# Saved entries:
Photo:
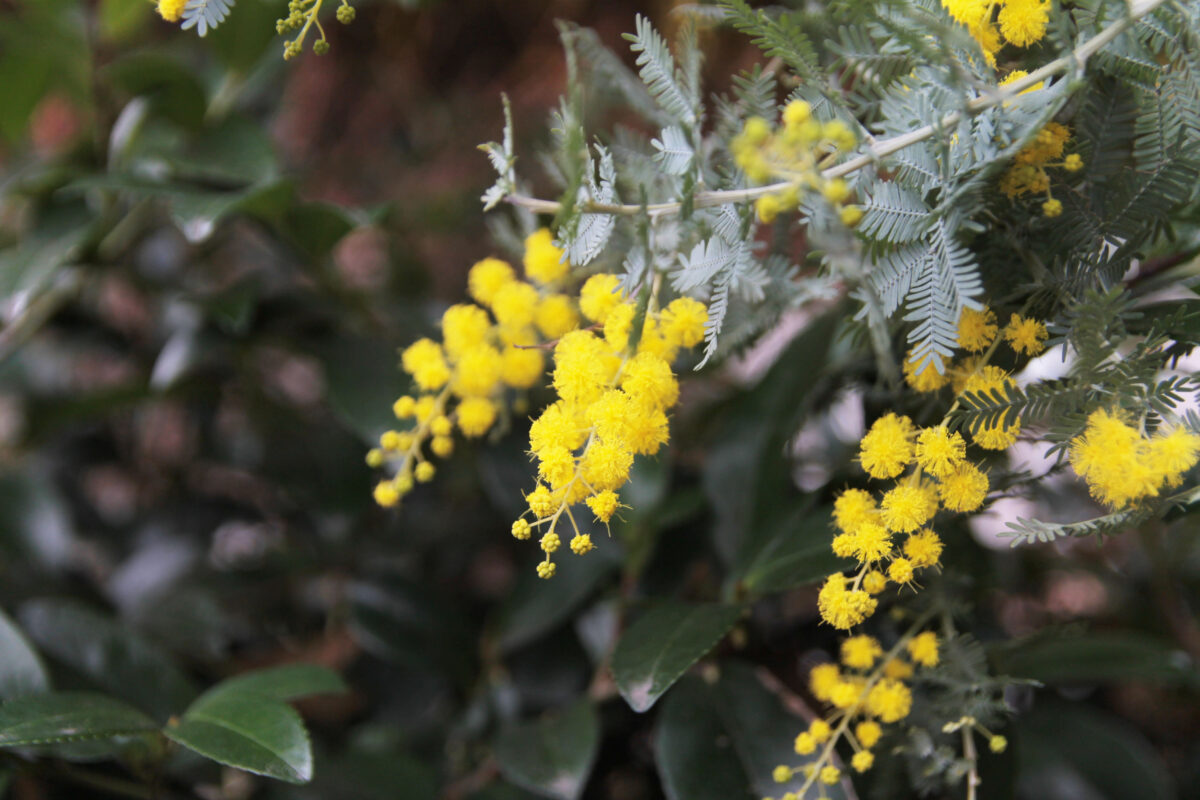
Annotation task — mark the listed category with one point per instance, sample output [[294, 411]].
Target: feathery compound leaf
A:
[[659, 71], [700, 266], [780, 38], [503, 162], [587, 238], [675, 152], [894, 214], [949, 281], [203, 14]]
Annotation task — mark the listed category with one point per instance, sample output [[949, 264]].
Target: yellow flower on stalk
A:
[[939, 451], [923, 649], [861, 651], [995, 435], [1122, 467], [964, 488], [544, 262], [887, 447], [172, 10], [1026, 335], [925, 380], [977, 329]]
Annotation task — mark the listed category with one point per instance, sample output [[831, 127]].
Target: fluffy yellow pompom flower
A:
[[683, 322], [844, 608], [977, 329], [486, 277], [862, 761], [852, 509], [906, 507], [475, 416], [900, 570], [425, 362], [600, 294], [1121, 467], [580, 370], [889, 701], [964, 489], [923, 649], [822, 679], [1173, 453], [925, 380], [887, 447], [648, 379], [463, 326], [556, 317], [171, 11], [1025, 336], [604, 504], [1024, 22], [478, 372], [923, 548], [861, 651], [939, 451], [543, 260], [521, 367], [515, 305], [868, 733]]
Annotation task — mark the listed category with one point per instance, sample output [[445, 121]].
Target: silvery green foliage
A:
[[936, 235], [204, 14]]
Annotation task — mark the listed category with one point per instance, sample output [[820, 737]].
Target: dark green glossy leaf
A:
[[737, 729], [690, 732], [21, 668], [252, 732], [1096, 657], [108, 654], [375, 776], [552, 756], [287, 683], [173, 90], [67, 716], [407, 623], [364, 380], [539, 606], [659, 648], [797, 553], [1107, 753]]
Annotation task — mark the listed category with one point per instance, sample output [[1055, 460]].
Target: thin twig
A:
[[1075, 59]]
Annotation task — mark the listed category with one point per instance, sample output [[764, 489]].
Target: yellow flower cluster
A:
[[301, 16], [865, 692], [797, 150], [172, 10], [1027, 175], [615, 386], [994, 23], [868, 528], [485, 350], [1122, 465]]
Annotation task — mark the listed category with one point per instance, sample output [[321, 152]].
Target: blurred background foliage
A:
[[209, 259]]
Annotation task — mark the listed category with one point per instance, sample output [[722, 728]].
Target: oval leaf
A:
[[109, 654], [660, 647], [552, 756], [21, 669], [249, 731], [67, 716], [287, 683]]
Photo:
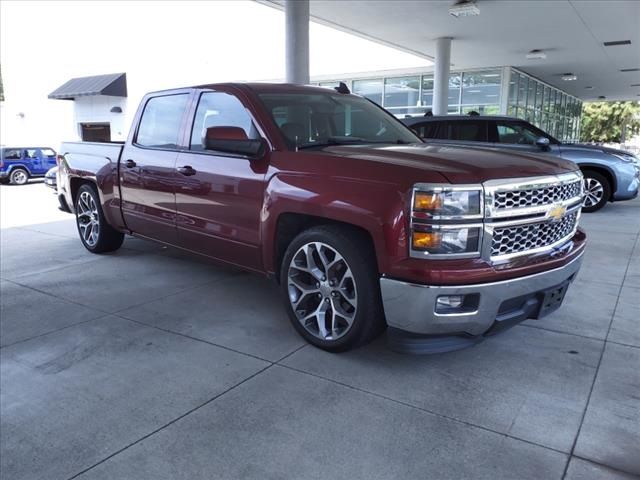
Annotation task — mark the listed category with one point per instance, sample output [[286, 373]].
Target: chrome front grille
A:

# WORK INSTRUCTIONS:
Rewrite all the rows above with every "Annotation task" changed to "Labeling task" and everything else kept the same. Leave the pictures out.

# TASK RESPONSE:
Photo:
Labeling task — mark the listed category with one point per instance, sample output [[294, 411]].
Target: feathery compound leaf
A:
[[659, 71], [700, 266], [780, 38], [503, 162], [587, 238], [675, 152], [894, 214], [949, 281], [203, 14]]
Labeling task — mark the listed category with one point per instance, sample output [[949, 264]].
Target: yellow flower on stalk
A:
[[939, 451], [923, 649], [861, 651], [995, 435], [1122, 467], [964, 488], [544, 262], [887, 447], [172, 10], [1026, 335], [925, 380], [977, 329]]
Labeling task — mark the listed category with one point per instance, sample output [[831, 127]].
Target: fluffy yellow pompom flower
A:
[[683, 322], [844, 608], [977, 329], [486, 277], [862, 761], [852, 509], [906, 507], [475, 416], [900, 570], [425, 362], [600, 294], [1121, 467], [580, 370], [889, 701], [964, 489], [923, 649], [822, 679], [1173, 453], [925, 380], [887, 447], [648, 379], [463, 326], [556, 317], [171, 11], [1025, 336], [604, 504], [1024, 22], [478, 372], [923, 548], [861, 651], [939, 451], [543, 260], [521, 367], [515, 305], [868, 733]]
Labeling task — mark the listed category with one point per instance, sample output [[445, 121]].
Target: silvery green foliage
A:
[[936, 235], [204, 14]]
Labeling task — mark the listed category with one point per instance, sample output [[820, 737]].
Target: dark green glossy leaf
A:
[[737, 729], [690, 732], [21, 668], [252, 732], [1096, 657], [108, 654], [375, 776], [552, 756], [287, 683], [173, 90], [67, 716], [407, 623], [364, 380], [539, 606], [659, 648], [797, 553], [1107, 753]]
Labeling task — mark the listed category with one point per instance, sample output [[1055, 460]].
Target: thin twig
A:
[[1075, 59]]
Labeling task — mark the listed category with one point per instance, sample output [[764, 489]].
Target: yellow flower cluster
A:
[[301, 16], [865, 692], [797, 150], [172, 10], [1027, 175], [615, 386], [994, 23], [868, 528], [485, 350], [1122, 465]]
Labeling task — mark the listed category with one point per instance, sample output [[321, 152]].
Target: blurred background foliage
A:
[[209, 259]]
Labeling task — mark the listed category with one point per instance, sample output [[722, 728]].
Target: oval leaf
A:
[[109, 654], [660, 647], [552, 756], [21, 669], [249, 731], [67, 716], [287, 683]]
Photo:
Labeling task — mark the listed category with one point per instance, sample output [[286, 373]].
Target: chrome front grille
A:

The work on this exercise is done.